Quote the records from the line containing "target=alloy wheel mode=detect" through the line containing "[0,0,752,300]", including both of those lines, and nothing else.

— START Records shown —

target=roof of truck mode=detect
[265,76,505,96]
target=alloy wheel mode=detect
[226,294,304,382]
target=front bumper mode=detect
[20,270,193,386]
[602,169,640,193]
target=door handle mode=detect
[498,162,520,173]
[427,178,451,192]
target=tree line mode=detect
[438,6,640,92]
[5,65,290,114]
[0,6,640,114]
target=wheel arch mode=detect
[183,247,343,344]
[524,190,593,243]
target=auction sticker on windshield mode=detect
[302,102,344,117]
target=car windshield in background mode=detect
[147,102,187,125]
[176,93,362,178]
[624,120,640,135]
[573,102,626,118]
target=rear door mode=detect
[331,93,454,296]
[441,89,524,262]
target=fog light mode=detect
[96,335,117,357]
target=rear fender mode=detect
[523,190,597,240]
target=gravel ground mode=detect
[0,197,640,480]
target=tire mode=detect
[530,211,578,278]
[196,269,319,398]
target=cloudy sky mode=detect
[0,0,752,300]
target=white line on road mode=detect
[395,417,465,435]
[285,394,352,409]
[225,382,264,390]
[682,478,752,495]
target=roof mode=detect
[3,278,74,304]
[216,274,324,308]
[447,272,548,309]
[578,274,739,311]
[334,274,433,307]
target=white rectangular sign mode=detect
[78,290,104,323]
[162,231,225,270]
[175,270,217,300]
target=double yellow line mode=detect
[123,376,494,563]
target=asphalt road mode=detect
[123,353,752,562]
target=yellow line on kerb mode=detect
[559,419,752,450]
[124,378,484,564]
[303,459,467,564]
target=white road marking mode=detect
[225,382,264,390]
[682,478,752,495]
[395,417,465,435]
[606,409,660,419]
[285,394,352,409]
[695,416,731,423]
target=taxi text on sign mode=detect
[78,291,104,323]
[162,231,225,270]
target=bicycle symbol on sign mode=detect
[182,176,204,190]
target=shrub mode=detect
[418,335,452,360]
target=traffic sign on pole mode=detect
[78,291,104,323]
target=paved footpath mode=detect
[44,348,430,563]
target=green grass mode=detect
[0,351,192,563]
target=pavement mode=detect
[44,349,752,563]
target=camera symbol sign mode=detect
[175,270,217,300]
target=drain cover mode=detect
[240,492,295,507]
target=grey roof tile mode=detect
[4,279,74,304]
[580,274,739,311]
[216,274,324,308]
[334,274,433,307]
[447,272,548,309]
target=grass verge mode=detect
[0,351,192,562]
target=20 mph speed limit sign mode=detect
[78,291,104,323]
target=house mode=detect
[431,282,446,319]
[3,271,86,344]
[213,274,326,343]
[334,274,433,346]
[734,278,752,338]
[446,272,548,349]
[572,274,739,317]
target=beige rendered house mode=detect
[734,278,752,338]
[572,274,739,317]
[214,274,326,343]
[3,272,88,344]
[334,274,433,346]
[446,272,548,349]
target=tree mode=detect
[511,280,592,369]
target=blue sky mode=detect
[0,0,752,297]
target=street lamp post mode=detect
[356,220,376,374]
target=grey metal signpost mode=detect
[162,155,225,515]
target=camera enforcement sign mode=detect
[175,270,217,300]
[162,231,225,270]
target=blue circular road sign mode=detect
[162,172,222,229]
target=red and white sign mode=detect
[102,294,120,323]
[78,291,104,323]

— END Records shown —

> _Full answer_:
target=alloy wheel mode=detect
[226,294,304,382]
target=front bumper mode=detect
[20,270,193,386]
[602,169,640,193]
target=door handle mode=detect
[498,162,520,173]
[427,178,451,192]
target=tree line mode=detect
[438,6,640,92]
[5,65,290,114]
[0,6,640,114]
target=wheel arch mode=detect
[183,247,343,344]
[524,190,593,243]
target=auction sticker on windshield mode=detect
[302,102,344,117]
target=car windshield in background mode=detect
[147,102,187,125]
[176,93,362,178]
[624,120,640,135]
[573,102,626,118]
target=rear door mode=detect
[331,93,454,296]
[441,89,524,262]
target=fog light mode=detect
[96,335,117,357]
target=rear fender mode=detect
[523,190,597,240]
target=gravel ground mode=detect
[0,197,640,480]
target=tire mode=detect
[530,211,578,278]
[196,269,319,398]
target=cloudy sky mode=detect
[0,0,752,300]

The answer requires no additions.